#### EXTRAIT PROPOSÉ:
····················

A l’examen, on trouve un patient en sueurs, fébrile (38,8 °C) et tachycarde ; sa TA est normale et sa pression veineuse jugulaire n’est pas augmentée. On découvre un souffle diastolique précoce 2/6 en haut du bord gauche du sternum. L’examen pulmonaire est normal. Il n’y a pas de splénomégalie et pas de signe périphérique faisant penser à une endocardite. Les analyses d’urines répétées à l’entrée montrent une hématurie microscopique. Il existe une hyperleucocytose (18 800/mm3) avec neutrophilie (17 300/mm3), une anémie normocytaire modérée (12,1 g/dl) ; les plaquettes sont à 117 000/mm3, la VS à 71 et la protéine C réactive à 108 mg/l. Enfin, on constate des gamma GT à 70 UI/l et une albuminémie à 32 g/l. La radiographie thoracique est normale ; l’ECG montre une tachycardie sinusale. Cliniquement, on porte le diagnostic d’endocardite, et on commence un traitement I.V. par benzyl pénicilline et gentamycine.

Une végétation.

L’échocardiographie transthoracique et transoesophagienne montre une végétation de 1,5 cm de diamètre au niveau de la valve pulmonaire, qui est sévèrement endommagée et siège d’une régurgitation. L’angioscanner pulmonaire élimine un embol septique.

····················

#### EXERCICES À RÉALISER:
a – Citez le passage du cas clinique allant de « L’échocardiographie transthoracique et » jusqu'à « un embol septique. » inclus.
b – Dans le cas clinique, résumez en une seule phrase le paragraphe qui commence par « L’échocardiographie transthoracique ».
c – D'après le cas clinique, quel traitement est commencé une fois le diagnostic d’endocardite posé ?

····················

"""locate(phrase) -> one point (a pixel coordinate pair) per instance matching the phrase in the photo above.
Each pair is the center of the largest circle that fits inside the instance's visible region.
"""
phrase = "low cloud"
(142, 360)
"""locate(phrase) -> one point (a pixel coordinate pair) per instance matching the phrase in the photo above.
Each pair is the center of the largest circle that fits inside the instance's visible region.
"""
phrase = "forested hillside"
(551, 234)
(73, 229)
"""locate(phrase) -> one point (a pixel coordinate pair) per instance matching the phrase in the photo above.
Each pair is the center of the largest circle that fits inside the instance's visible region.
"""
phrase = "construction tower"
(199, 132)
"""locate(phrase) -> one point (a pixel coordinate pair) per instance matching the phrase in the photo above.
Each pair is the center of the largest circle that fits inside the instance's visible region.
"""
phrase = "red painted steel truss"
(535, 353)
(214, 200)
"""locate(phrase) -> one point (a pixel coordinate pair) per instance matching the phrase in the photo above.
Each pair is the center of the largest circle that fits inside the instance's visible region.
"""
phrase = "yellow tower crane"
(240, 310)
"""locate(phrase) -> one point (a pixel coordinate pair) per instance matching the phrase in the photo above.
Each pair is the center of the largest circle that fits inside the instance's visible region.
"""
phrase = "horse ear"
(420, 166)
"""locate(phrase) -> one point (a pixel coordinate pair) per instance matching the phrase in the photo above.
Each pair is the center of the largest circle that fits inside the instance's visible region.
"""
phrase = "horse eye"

····················

#### CORRIGÉ PAR EXERCICE:
a –
L’échocardiographie transthoracique et transoesophagienne montre une végétation de 1,5 cm de diamètre au niveau de la valve pulmonaire, qui est sévèrement endommagée et siège d’une régurgitation. L’angioscanner pulmonaire élimine un embol septique.

b – L’échocardiographie révèle une végétation de 1,5 cm sur la valve pulmonaire, sévèrement endommagée et siège d’une régurgitation, tandis que l’angioscanner pulmonaire exclut un embol septique.

c – Un traitement I.V. par benzyl pénicilline et gentamycine.